◆ Supplied records ◆
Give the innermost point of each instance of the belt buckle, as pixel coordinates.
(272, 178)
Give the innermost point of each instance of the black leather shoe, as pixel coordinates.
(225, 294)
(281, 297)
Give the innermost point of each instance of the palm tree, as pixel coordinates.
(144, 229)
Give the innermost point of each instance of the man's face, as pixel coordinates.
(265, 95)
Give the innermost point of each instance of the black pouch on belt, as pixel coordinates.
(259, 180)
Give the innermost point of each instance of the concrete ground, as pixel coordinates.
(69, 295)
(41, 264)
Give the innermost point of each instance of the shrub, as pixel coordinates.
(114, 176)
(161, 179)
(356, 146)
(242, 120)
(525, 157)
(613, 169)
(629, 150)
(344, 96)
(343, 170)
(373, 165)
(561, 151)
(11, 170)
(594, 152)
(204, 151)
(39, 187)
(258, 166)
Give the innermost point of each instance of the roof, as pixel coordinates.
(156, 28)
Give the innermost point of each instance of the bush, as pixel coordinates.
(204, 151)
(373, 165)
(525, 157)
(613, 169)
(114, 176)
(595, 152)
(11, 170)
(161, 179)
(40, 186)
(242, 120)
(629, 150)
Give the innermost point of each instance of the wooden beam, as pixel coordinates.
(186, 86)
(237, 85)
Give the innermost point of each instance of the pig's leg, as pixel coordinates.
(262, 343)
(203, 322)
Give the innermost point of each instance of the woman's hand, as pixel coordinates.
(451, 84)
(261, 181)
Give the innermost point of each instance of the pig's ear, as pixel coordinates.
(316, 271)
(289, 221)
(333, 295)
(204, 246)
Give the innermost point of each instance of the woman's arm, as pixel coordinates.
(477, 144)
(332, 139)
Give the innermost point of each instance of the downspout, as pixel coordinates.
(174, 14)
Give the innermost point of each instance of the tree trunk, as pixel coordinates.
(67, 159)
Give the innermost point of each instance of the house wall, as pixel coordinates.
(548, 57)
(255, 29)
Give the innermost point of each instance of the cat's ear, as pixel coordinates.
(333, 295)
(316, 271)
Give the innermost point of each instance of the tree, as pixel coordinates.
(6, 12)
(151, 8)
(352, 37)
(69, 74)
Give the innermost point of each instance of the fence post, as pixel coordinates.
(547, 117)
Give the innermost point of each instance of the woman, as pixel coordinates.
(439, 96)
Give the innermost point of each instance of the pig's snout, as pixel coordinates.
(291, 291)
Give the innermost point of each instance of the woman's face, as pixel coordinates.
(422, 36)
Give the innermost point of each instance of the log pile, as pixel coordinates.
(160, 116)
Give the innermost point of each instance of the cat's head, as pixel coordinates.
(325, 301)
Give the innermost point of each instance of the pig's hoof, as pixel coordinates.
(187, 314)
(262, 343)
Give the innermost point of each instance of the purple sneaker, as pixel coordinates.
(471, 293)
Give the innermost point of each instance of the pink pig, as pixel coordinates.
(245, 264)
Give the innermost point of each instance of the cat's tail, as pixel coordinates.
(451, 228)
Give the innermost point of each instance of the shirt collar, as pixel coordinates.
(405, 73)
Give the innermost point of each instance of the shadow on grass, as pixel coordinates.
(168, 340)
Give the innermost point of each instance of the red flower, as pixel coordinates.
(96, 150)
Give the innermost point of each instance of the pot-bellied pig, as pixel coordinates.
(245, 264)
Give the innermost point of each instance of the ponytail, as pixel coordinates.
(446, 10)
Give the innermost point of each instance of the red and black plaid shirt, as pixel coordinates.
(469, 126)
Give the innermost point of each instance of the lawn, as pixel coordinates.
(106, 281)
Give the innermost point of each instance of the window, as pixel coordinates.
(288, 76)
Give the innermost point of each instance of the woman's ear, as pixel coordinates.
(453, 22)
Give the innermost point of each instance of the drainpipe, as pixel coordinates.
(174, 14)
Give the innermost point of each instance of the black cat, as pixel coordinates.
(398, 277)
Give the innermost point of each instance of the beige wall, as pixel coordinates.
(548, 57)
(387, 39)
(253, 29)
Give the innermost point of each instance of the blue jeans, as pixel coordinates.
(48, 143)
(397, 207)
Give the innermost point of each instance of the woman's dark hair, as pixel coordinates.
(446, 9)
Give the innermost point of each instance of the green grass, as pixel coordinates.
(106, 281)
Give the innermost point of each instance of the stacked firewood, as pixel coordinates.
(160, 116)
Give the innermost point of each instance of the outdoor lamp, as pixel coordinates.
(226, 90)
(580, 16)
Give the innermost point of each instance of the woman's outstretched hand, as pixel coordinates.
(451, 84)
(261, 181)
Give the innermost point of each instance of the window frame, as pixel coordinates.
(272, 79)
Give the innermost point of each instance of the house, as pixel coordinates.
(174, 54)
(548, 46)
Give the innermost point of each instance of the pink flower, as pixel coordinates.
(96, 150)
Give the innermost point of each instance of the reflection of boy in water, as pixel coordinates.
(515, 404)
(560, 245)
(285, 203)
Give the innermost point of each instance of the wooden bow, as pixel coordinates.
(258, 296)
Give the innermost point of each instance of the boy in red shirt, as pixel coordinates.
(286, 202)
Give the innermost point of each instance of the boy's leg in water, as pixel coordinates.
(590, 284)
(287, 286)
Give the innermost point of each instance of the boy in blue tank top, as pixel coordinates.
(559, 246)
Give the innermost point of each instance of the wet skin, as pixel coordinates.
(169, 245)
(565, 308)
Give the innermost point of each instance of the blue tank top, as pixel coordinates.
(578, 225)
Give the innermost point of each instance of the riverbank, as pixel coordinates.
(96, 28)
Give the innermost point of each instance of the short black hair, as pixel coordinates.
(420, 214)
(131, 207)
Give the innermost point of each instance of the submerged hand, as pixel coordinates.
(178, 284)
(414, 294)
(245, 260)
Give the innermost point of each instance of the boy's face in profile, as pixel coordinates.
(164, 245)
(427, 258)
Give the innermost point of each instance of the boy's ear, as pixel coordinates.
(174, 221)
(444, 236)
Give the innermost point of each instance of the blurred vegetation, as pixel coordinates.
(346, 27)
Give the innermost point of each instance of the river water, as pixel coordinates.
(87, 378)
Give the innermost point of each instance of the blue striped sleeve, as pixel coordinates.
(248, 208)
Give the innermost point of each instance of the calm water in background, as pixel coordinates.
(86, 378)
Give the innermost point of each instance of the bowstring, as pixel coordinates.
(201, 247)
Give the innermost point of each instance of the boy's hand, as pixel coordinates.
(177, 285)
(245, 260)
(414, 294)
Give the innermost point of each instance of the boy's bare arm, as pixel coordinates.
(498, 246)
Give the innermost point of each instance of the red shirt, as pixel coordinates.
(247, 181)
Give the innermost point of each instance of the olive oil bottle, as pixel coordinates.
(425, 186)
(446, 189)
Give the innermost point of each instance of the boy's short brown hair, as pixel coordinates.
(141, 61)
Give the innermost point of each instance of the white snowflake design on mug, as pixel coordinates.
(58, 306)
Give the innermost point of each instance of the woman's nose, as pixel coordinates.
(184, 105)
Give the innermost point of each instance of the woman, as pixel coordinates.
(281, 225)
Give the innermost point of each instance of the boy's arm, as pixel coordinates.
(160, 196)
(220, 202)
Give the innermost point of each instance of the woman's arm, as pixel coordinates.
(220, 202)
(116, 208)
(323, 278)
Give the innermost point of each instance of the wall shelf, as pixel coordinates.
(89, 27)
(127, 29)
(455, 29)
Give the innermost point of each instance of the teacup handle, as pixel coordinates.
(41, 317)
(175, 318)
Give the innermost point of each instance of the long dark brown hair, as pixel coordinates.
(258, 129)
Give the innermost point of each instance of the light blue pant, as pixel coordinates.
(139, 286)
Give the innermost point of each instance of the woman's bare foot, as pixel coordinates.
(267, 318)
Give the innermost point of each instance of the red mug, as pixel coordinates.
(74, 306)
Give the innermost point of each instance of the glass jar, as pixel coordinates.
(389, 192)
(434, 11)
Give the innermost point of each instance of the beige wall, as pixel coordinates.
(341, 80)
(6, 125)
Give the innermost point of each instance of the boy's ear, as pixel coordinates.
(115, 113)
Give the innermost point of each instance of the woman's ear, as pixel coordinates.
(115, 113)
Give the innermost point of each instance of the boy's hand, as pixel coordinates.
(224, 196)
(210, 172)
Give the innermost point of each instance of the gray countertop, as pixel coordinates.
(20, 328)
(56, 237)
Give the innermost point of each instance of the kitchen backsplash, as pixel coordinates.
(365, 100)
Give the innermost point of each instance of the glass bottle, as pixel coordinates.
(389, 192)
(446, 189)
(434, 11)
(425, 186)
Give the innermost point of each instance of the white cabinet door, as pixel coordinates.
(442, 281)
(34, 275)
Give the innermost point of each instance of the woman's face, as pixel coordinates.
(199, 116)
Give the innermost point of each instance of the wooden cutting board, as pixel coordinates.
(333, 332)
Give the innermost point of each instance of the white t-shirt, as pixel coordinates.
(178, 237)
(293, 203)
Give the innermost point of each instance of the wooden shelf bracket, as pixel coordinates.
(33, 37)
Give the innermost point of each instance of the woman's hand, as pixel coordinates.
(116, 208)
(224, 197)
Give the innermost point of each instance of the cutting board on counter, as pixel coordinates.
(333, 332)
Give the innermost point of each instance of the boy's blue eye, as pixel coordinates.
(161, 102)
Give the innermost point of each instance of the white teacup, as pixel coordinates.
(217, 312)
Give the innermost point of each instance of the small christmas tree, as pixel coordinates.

◆ Work to be completed ◆
Copy everything from the line containing "red mug, as pixel coordinates." down to the end of the listing, both ends included and request lines kept as they are. Scale every coordinate in the answers by 1.1, rounding to whole numbers with halves going up.

◆ Complete response ◆
Give the innermost point of each instance of the red mug, as pixel coordinates.
(81, 337)
Give the innermost point of each instance of the glass jar, as pixel coordinates.
(428, 211)
(477, 12)
Give the innermost point of each instance of the beige wall, as pixel coordinates.
(375, 88)
(7, 138)
Give the innermost point of each instance of the boy's ear, as pixel coordinates.
(127, 124)
Give the innermost point of each instance of the woman's ear, as pixel coordinates.
(127, 124)
Give the innermost point of each instance of the boy's hand, as pixel coordinates.
(246, 216)
(231, 189)
Give the innermost point of each instance of the gray countertop, as pixel coordinates.
(22, 361)
(62, 261)
Give the innermost point of each instance of the kitchen backsplash, as pixel coordinates.
(402, 110)
Give the innermost point of each instance of the glass bottle, as pixel coordinates.
(428, 211)
(491, 208)
(477, 12)
(468, 205)
Give the innermost point of each instance of the white cabinet door, as pixel coordinates.
(486, 309)
(37, 303)
Give the innermost point of each instance of the woman's face, as pixel coordinates.
(219, 128)
Give the innermost point of each instance of the wooden cutting board, as pixel coordinates.
(366, 365)
Give the innermost point of each instance of the white t-shirt, as pixel coordinates.
(196, 261)
(322, 223)
Give the innermost point of each instance of the wooden shelf bracket, as pixel coordinates.
(36, 41)
Give the innermost point of each instance of the woman's hand, as pixel coordinates.
(128, 229)
(246, 217)
Give the innermost point of each instance of the cutting board on counter, as pixel coordinates.
(366, 365)
Give the innermost point of each instance of the boy's blue eye, as pixel coordinates.
(177, 112)
Give the innermost point of each instance of the white teacup, as pixel coordinates.
(239, 343)
Give the innermost point of each instance of the small christmas tree, as pixel coordinates.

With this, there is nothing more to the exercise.